• _Material shown_:
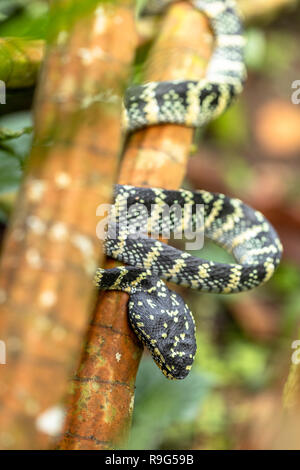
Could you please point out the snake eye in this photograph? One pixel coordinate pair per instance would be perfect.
(165, 325)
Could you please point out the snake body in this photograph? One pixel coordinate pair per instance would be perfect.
(159, 316)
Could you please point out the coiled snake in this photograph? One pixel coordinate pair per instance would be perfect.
(159, 316)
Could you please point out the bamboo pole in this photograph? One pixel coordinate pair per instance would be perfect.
(51, 250)
(101, 407)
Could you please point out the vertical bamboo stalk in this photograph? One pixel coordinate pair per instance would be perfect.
(51, 250)
(103, 389)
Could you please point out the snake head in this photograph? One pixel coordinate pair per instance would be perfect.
(165, 325)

• _Work required_:
Write out again, unchanged, every line from the line containing "Could you please point out the coiled" to the final line of the material above.

• _Solution to the exercise_:
Could you please point out the coiled snake in this photograph? One pixel coordinate pair per instance would be perfect.
(159, 316)
Could you please point out the bamboo pole in this photograph? One pixel coordinate pair per instance would be perfect.
(51, 250)
(101, 407)
Could you please point out the vertical bamboo stalk in this photograph? One pixel coordinate pair per instance would be perfect.
(51, 250)
(103, 389)
Could you please point out the snake head in this photograph? One pixel coordinate pair per instance would be perfect.
(165, 325)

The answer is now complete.